YOUR TASK:
Please answer from the tight oil reservoir text below: what lower limit of accumulation porosity does it give for the Lucaogou Formation in the Jimsar sag?

------ DOCUMENT TEXT

The oil-bearing grade method has been used to determine the lower limit of tight reservoir accumulation in typical continental basins in China (Fig. 2). The results showed that the lower limit of accumulation porosity is 1.0% and the lower limit of permeability is 1.2×10-7 μm2 for the Lucaogou Formation in the Jimsar sag, Junggar Basin. The lower limit of accumulation porosity of tight oil reservoirs in all other areas is about 5.0%, and the lower limit of permeability is about 0.03×10-3 μm2. The Lucaogou Formation reservoir consists of “self-source and self-reservoir” mixed rock. The accumulated oil can be stored without migration or with a short-distance migration. The pressure decays slowly and the charging power is strong, so the lower limit of accumulation is very low, which is close to the theoretical lower limit. Conversely, “nearby source” and “distant source” tight oil need to migrate and charge into the reservoir over a certain distance. The accumulation charging power is less than the internal hydrocarbon expulsion power of the source rock. Therefore, the lower limit of accumulation is higher than that of the “self-source and self-reservoir” type.

------------
------ DATASET EXTRACT

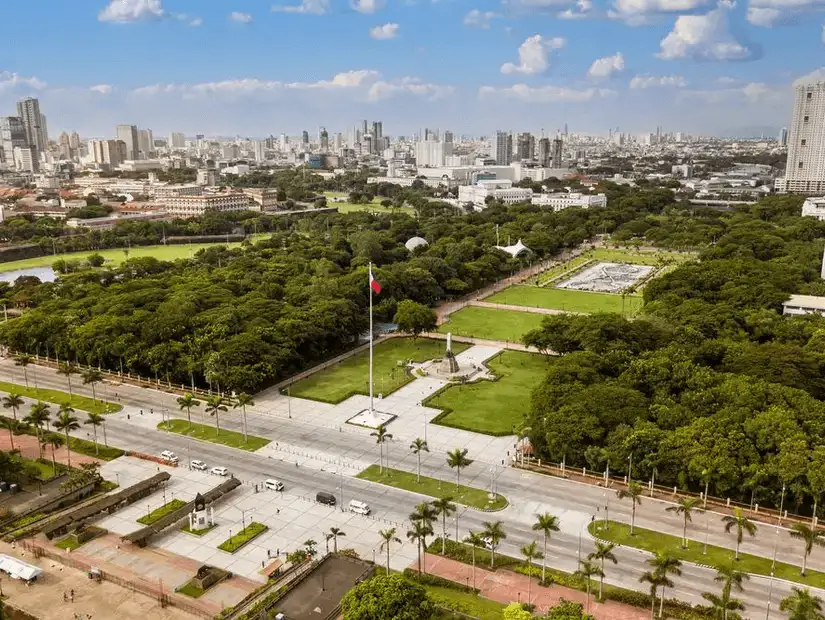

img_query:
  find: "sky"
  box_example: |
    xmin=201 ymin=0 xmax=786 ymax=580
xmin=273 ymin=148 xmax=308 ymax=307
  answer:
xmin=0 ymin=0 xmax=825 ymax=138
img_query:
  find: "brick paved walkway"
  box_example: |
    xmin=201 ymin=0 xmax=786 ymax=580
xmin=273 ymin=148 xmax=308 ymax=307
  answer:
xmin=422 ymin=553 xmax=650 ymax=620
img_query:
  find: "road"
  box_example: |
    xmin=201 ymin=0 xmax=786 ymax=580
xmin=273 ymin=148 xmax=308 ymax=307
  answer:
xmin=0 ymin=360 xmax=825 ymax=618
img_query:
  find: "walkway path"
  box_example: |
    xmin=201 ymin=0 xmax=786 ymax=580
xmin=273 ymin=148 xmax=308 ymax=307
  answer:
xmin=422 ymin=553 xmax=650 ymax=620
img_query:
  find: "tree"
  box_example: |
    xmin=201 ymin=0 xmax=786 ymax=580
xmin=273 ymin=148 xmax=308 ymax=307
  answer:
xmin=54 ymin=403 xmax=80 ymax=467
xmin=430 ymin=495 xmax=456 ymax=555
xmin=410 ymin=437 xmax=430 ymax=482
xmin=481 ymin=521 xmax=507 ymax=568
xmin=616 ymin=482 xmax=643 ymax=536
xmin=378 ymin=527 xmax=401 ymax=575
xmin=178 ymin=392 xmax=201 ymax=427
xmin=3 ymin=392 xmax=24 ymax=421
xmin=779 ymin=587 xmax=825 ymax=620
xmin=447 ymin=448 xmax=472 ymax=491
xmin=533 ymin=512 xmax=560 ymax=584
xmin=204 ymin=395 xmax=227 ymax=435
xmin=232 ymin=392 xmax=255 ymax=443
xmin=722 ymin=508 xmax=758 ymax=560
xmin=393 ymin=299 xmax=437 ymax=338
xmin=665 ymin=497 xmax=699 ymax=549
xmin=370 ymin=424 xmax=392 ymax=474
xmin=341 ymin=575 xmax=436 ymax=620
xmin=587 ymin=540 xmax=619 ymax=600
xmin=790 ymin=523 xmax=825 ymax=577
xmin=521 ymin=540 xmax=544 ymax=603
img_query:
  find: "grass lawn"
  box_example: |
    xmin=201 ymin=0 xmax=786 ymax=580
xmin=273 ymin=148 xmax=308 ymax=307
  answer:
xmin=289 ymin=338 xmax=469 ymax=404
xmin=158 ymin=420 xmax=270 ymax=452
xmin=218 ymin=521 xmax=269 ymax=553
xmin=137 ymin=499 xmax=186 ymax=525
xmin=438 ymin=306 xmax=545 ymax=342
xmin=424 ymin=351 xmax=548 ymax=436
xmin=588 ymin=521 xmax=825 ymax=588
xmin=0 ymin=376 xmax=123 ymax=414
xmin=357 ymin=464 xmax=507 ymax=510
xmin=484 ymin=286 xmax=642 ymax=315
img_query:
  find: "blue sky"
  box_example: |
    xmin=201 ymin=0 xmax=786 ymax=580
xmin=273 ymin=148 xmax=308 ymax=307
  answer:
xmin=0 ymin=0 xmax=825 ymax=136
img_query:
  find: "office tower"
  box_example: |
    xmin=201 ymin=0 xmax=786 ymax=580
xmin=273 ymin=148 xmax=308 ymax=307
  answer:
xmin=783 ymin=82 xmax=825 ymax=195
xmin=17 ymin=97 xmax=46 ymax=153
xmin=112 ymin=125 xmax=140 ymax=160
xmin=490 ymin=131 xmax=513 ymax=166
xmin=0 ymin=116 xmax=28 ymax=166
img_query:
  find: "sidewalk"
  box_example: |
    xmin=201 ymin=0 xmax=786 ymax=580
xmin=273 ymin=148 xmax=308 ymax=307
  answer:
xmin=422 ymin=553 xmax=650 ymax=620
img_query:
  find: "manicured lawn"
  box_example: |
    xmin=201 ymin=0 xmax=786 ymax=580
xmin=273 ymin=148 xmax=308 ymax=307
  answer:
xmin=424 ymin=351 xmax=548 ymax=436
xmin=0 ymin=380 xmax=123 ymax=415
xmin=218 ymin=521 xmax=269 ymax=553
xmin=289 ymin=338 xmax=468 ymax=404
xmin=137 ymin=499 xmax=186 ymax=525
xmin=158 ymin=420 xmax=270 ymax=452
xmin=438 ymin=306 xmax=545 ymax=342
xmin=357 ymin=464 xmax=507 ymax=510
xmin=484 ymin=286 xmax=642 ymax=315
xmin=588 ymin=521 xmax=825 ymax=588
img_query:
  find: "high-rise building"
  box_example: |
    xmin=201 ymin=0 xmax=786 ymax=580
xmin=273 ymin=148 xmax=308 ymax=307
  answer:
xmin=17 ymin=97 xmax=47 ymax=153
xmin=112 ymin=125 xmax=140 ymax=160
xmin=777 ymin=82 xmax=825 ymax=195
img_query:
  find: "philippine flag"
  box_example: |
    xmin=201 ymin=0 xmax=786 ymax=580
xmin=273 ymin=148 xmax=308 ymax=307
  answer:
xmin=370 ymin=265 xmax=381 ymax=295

------------
------ DATASET EXTRACT

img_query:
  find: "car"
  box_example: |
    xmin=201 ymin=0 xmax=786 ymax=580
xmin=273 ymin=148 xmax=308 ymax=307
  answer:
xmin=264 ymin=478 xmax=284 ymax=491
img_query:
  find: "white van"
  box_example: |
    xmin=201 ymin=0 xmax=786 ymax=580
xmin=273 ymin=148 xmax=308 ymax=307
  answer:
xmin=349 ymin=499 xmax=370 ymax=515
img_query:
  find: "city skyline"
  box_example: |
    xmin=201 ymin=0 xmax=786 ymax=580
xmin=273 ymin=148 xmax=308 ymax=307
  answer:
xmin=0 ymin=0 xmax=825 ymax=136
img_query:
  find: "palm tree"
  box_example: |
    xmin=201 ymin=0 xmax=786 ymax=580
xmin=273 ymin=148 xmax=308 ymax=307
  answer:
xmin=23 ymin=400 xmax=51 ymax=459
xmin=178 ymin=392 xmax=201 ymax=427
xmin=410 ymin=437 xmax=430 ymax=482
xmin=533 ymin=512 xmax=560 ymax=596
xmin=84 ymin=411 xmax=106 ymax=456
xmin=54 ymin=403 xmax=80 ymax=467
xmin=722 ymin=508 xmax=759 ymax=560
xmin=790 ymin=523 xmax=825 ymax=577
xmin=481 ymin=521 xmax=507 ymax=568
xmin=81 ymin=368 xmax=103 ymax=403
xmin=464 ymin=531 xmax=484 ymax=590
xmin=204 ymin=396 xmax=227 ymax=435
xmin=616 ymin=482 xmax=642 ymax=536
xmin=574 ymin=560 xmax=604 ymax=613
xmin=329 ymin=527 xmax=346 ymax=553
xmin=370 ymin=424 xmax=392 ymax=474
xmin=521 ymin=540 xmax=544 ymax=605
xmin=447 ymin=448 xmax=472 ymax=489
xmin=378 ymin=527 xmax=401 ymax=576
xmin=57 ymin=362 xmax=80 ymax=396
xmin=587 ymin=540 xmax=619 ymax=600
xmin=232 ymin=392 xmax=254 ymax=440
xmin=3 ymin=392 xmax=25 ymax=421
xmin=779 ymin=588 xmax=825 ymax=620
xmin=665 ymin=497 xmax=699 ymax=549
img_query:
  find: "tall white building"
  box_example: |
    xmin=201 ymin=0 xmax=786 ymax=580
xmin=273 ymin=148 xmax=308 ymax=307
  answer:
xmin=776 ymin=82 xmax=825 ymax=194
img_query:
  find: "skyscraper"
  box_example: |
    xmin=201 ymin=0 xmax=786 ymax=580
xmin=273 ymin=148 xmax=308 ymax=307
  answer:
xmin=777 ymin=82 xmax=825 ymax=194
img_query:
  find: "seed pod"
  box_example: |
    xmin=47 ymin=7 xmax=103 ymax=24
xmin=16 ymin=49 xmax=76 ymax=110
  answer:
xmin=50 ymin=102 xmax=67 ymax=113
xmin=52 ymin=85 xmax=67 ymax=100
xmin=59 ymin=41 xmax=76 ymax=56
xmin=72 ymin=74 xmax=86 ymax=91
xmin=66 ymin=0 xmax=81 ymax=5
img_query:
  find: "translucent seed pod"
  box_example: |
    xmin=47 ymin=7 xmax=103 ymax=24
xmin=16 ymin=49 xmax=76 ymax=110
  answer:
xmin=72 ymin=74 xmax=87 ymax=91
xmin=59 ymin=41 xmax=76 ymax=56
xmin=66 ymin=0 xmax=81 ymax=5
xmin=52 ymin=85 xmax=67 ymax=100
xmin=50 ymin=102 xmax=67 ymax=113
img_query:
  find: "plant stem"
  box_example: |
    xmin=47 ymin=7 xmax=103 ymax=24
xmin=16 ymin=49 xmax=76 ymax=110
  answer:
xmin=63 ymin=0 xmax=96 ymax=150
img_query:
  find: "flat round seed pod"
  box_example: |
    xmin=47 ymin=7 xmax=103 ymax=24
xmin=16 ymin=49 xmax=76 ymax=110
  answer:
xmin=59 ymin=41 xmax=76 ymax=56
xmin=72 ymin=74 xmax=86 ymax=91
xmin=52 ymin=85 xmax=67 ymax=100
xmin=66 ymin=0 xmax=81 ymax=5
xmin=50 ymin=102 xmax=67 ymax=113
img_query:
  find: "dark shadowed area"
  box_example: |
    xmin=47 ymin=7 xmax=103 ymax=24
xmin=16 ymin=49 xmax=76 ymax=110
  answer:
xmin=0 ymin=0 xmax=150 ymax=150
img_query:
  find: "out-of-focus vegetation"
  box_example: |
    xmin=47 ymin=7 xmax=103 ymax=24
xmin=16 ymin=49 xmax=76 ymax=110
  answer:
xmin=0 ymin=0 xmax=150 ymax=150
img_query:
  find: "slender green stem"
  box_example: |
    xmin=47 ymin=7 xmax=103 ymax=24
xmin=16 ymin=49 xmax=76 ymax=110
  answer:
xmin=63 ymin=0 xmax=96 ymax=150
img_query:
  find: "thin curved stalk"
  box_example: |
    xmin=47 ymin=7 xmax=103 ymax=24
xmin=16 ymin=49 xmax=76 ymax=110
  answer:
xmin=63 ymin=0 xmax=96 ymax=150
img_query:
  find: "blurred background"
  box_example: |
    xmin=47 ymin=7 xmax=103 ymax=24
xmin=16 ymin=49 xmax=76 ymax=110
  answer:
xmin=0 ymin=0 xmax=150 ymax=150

------------

RESPONSE TO THIS EXERCISE:
1.0%